**Exercise prompt**
Would you return, word for word, the lines of the data below from the line with "Where can the forehead" through the line with "Where can the white top", and no others?

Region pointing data
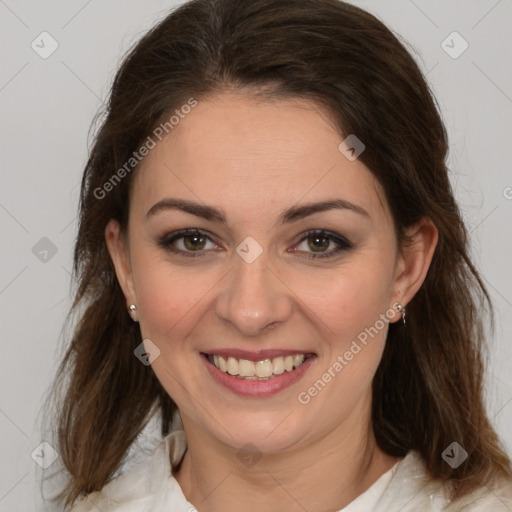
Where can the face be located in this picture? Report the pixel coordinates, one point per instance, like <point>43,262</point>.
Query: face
<point>253,239</point>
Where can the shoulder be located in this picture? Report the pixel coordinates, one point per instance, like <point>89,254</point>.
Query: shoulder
<point>144,485</point>
<point>497,498</point>
<point>412,490</point>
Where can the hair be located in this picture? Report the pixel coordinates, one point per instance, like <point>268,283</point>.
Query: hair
<point>428,389</point>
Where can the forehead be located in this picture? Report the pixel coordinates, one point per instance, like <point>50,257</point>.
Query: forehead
<point>242,153</point>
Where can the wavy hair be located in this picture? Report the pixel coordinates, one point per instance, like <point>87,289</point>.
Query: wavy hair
<point>428,389</point>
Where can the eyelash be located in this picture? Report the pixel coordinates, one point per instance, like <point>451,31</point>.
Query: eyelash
<point>343,244</point>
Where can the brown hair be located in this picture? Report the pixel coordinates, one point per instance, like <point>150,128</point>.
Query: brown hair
<point>428,388</point>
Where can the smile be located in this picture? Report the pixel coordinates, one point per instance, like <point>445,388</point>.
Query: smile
<point>257,370</point>
<point>257,375</point>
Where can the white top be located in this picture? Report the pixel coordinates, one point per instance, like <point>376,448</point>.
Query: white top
<point>150,487</point>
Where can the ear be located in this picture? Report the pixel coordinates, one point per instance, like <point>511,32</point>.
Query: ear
<point>414,260</point>
<point>119,252</point>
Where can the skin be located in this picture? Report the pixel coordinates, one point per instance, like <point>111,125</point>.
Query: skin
<point>252,160</point>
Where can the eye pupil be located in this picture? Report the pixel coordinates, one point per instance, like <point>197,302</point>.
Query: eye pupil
<point>194,242</point>
<point>319,243</point>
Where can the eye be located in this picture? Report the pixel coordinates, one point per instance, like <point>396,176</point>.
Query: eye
<point>188,241</point>
<point>321,244</point>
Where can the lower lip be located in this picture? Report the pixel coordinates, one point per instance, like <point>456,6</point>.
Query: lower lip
<point>257,388</point>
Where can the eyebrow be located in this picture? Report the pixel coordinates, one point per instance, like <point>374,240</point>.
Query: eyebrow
<point>290,215</point>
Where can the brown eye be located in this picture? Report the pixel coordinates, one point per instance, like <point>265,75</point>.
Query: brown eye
<point>194,242</point>
<point>321,244</point>
<point>189,242</point>
<point>318,243</point>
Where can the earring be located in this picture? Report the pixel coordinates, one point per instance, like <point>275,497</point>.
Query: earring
<point>402,310</point>
<point>132,309</point>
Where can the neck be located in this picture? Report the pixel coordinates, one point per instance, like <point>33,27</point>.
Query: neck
<point>324,475</point>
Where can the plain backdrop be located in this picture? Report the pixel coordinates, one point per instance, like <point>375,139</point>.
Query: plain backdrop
<point>48,102</point>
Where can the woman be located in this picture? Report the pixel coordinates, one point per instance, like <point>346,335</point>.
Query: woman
<point>270,247</point>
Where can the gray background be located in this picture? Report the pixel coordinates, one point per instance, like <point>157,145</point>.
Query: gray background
<point>47,105</point>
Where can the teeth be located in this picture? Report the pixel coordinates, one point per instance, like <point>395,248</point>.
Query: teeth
<point>232,366</point>
<point>265,369</point>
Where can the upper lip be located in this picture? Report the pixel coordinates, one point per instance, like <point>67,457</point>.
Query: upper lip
<point>258,355</point>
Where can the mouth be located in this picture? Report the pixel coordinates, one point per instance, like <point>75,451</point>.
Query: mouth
<point>260,370</point>
<point>257,374</point>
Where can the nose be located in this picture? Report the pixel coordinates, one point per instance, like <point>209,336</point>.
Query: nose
<point>254,299</point>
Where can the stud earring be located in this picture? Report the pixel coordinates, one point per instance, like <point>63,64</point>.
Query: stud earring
<point>402,310</point>
<point>132,309</point>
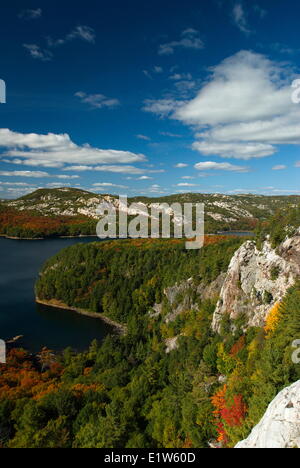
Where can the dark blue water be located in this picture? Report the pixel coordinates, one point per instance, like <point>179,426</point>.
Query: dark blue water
<point>20,263</point>
<point>237,233</point>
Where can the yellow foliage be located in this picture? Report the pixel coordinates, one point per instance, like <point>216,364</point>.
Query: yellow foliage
<point>273,318</point>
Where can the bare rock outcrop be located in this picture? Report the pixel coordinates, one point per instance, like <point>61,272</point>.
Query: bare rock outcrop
<point>256,280</point>
<point>280,426</point>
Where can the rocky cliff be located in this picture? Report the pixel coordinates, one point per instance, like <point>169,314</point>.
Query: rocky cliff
<point>280,426</point>
<point>256,280</point>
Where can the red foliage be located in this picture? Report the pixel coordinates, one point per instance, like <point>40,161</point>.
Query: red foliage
<point>231,415</point>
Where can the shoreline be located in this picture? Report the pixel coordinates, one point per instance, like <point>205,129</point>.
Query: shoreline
<point>122,329</point>
<point>4,236</point>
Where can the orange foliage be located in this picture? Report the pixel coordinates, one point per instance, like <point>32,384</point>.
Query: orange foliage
<point>273,318</point>
<point>238,346</point>
<point>227,414</point>
<point>20,378</point>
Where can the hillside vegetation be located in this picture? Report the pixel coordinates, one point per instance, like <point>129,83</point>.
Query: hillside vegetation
<point>55,212</point>
<point>128,392</point>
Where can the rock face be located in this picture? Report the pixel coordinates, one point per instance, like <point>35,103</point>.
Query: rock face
<point>256,280</point>
<point>280,426</point>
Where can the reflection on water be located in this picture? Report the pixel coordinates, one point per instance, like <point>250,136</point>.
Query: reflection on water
<point>20,315</point>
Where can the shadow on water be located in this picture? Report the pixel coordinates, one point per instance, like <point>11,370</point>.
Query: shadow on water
<point>40,325</point>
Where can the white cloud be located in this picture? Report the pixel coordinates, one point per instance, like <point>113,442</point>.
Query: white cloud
<point>17,184</point>
<point>30,14</point>
<point>189,40</point>
<point>279,167</point>
<point>38,53</point>
<point>171,135</point>
<point>210,165</point>
<point>98,101</point>
<point>240,18</point>
<point>162,107</point>
<point>108,184</point>
<point>143,137</point>
<point>181,165</point>
<point>244,110</point>
<point>59,148</point>
<point>84,33</point>
<point>33,174</point>
<point>234,150</point>
<point>181,76</point>
<point>120,169</point>
<point>66,177</point>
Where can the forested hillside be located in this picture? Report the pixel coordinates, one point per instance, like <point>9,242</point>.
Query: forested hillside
<point>68,211</point>
<point>211,389</point>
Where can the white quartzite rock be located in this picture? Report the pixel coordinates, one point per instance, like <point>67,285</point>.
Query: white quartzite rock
<point>280,426</point>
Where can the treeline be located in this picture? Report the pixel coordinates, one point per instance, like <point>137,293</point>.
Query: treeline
<point>127,392</point>
<point>282,224</point>
<point>29,225</point>
<point>123,278</point>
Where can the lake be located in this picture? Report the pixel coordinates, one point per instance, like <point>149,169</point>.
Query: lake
<point>41,326</point>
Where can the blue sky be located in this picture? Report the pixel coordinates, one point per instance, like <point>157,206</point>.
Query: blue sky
<point>150,99</point>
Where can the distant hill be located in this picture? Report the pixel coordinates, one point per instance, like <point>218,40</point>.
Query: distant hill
<point>78,207</point>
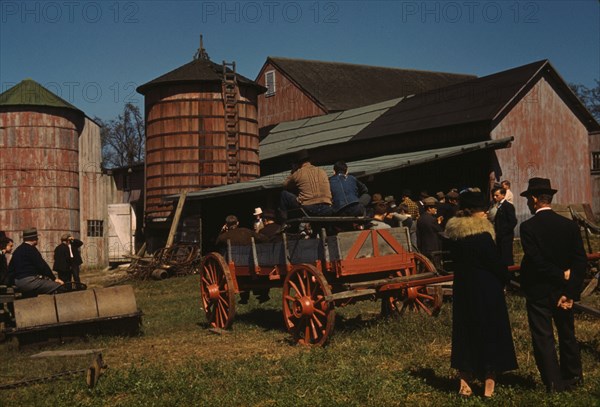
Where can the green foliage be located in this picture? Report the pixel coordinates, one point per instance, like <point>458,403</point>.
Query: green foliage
<point>370,361</point>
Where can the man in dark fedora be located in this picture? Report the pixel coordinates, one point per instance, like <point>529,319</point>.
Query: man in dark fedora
<point>67,259</point>
<point>31,273</point>
<point>307,187</point>
<point>552,273</point>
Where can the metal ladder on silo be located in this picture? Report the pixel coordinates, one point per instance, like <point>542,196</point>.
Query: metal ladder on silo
<point>232,131</point>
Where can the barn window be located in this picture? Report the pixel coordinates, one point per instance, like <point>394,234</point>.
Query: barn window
<point>95,228</point>
<point>270,83</point>
<point>596,161</point>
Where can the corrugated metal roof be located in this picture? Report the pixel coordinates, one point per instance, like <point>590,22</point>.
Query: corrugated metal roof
<point>289,137</point>
<point>340,86</point>
<point>370,166</point>
<point>30,93</point>
<point>483,99</point>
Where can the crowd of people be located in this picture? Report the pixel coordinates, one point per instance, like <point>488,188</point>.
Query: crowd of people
<point>30,273</point>
<point>477,234</point>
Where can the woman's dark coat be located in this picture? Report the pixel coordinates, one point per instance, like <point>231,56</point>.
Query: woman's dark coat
<point>481,334</point>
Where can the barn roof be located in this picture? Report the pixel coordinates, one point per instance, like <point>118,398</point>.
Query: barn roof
<point>30,93</point>
<point>340,86</point>
<point>288,137</point>
<point>198,70</point>
<point>488,98</point>
<point>361,168</point>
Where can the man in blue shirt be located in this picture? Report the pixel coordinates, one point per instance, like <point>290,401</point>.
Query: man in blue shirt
<point>349,195</point>
<point>29,270</point>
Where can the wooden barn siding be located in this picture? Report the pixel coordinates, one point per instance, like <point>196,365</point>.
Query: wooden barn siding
<point>40,174</point>
<point>595,178</point>
<point>93,195</point>
<point>288,103</point>
<point>550,142</point>
<point>186,141</point>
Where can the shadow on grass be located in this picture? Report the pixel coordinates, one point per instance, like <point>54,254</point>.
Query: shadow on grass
<point>591,348</point>
<point>437,382</point>
<point>268,319</point>
<point>450,385</point>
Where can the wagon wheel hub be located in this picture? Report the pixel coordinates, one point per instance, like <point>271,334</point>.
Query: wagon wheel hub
<point>213,292</point>
<point>412,293</point>
<point>303,307</point>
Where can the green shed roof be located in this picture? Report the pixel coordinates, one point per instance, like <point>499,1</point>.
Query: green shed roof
<point>361,168</point>
<point>314,132</point>
<point>30,93</point>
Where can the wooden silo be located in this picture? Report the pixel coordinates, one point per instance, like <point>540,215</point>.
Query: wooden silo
<point>201,132</point>
<point>39,163</point>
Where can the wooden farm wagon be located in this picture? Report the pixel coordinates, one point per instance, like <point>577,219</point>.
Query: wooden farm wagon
<point>320,274</point>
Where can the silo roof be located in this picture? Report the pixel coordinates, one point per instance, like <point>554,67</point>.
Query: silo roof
<point>198,70</point>
<point>30,93</point>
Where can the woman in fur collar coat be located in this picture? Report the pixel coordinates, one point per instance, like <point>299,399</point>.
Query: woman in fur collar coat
<point>482,342</point>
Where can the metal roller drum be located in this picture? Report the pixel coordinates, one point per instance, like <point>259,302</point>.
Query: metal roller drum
<point>115,301</point>
<point>76,306</point>
<point>37,311</point>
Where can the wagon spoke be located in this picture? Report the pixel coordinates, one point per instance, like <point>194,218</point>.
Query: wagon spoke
<point>314,329</point>
<point>423,306</point>
<point>298,293</point>
<point>301,283</point>
<point>217,292</point>
<point>317,320</point>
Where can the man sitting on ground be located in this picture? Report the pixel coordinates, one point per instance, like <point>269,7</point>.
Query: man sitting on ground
<point>30,272</point>
<point>240,236</point>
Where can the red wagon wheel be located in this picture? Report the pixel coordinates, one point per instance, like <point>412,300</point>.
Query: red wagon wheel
<point>217,289</point>
<point>307,315</point>
<point>418,298</point>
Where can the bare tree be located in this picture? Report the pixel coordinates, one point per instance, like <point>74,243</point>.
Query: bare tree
<point>589,96</point>
<point>123,138</point>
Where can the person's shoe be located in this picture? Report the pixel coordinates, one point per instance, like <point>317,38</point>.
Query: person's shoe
<point>490,383</point>
<point>573,383</point>
<point>244,297</point>
<point>465,390</point>
<point>263,298</point>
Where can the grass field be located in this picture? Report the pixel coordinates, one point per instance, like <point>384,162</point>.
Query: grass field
<point>369,361</point>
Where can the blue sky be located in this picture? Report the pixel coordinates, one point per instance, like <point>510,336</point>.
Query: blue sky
<point>95,53</point>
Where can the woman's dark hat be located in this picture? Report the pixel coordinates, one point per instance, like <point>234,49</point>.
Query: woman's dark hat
<point>538,186</point>
<point>430,201</point>
<point>30,234</point>
<point>269,214</point>
<point>472,200</point>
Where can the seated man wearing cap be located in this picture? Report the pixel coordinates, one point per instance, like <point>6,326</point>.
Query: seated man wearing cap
<point>312,187</point>
<point>29,270</point>
<point>429,239</point>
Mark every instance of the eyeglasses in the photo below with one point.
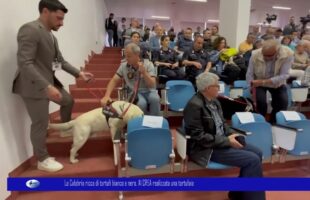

**Exercise output**
Where can the forehead be located in this picture? Report the pixel coordinates, one point per instance, like <point>50,257</point>.
Query: forehead
<point>242,153</point>
Where can the wavy hair be located in this picture? Report the pixel coordinates, one point per instance, like <point>87,289</point>.
Query: wavy hair
<point>428,389</point>
Where can the eyelash be located in this picture? Report the pixel coordinates, one point per instance, like <point>451,31</point>.
Query: eyelash
<point>343,244</point>
Where can the brown hair be located in this picture? Report the pixel coordinates, one point per instance, like <point>150,128</point>.
Query: brown hair
<point>428,388</point>
Where can the smile be located in this picture? Report the pixel coordinates, one point per instance, like <point>445,388</point>.
Query: smile
<point>257,370</point>
<point>257,375</point>
Where can the white top be located in this picture? Report the pixel coordinates, one point per instance, like <point>376,448</point>.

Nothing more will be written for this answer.